§ Exercise instructions
Exact copies of all records below are needed.

§ Dataset extract
:::::

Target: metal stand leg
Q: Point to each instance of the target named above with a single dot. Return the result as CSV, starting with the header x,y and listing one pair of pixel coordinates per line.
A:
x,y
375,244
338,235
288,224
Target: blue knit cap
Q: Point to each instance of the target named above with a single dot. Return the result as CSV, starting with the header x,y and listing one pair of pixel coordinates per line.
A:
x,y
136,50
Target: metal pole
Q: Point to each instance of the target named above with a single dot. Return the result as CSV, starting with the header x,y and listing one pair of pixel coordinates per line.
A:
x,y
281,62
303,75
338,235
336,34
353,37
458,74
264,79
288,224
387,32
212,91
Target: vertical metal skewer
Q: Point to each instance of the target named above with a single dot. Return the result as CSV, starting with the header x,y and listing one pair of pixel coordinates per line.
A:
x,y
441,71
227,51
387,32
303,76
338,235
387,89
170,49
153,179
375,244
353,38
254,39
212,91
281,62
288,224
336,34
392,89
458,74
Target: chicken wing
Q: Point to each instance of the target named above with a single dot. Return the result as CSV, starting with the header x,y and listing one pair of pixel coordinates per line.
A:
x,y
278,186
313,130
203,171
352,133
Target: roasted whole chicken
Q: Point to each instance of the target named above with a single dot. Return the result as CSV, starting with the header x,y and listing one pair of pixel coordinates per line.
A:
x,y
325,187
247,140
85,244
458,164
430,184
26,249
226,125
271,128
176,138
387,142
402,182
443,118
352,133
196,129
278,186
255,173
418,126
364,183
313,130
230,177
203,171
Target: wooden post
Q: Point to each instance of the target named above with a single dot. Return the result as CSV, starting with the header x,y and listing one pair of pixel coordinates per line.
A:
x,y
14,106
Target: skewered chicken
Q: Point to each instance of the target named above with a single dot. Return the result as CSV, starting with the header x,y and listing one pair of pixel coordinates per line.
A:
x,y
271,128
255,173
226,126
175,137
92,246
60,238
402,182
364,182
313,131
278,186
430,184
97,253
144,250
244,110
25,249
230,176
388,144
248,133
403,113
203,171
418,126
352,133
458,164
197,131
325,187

:::::

§ Answer space
Target: metal stand leg
Q: Point to each instance of the target named above with a single dot. Return the result as CSV, starting with the header x,y and listing one pair of pixel coordinates per line.
A:
x,y
375,244
338,235
288,224
Target: blue knit cap
Q: Point to each instance of the target named above with a single dot. Return the result as CSV, starting with the header x,y and listing one pair of pixel coordinates per line.
A:
x,y
136,50
Target: metal pole
Q: Point to each instance of the target named above with a single dot. Return the result as CSV, starting with the header x,y and listing one pair of pixel coordinates per line.
A:
x,y
281,62
303,75
338,235
336,34
353,37
458,74
264,79
288,224
387,32
212,91
Target: vertical metal skewer
Q: Point to each instance of the target named above with a single dot. Return the result as CSV, starting with the header x,y and listing one pair of pixel coordinates per line.
A:
x,y
441,71
227,51
387,32
303,76
338,235
387,89
170,49
153,179
375,244
353,38
254,39
212,91
281,62
288,224
336,34
392,89
458,74
Target: chicken wing
Q: Point to each instance of the target named above with a single dot. Return the result as CSV, starting with the header x,y and listing one pair of pixel coordinates per line.
A:
x,y
278,186
313,130
203,171
352,133
Target: roasted whole chicken
Q: Point to each instance of the target named above with a single dot. Return the result as CSV, starting with the header x,y and listing one pair of pixel coordinates per line.
A:
x,y
325,187
247,140
85,244
458,164
430,184
26,249
226,125
271,128
176,138
387,142
402,182
443,118
352,133
196,129
278,186
255,173
418,126
364,183
313,130
230,177
203,171
Target: wooden post
Q: Point to each instance of the target named above with a single dot. Return the result as CSV, starting with the header x,y and listing one pair of pixel coordinates per line.
A:
x,y
14,106
Target: skewered chicken
Q: Point to each instance of the target named above with a single dot. Return the result as CSV, starting with the header x,y and listing one pair of pixel coordinates per line.
A:
x,y
271,128
255,173
226,126
175,137
92,246
60,238
402,182
364,182
313,131
278,186
430,184
97,253
144,250
244,110
25,249
230,176
388,144
248,133
403,113
203,171
418,126
352,133
458,164
197,131
325,187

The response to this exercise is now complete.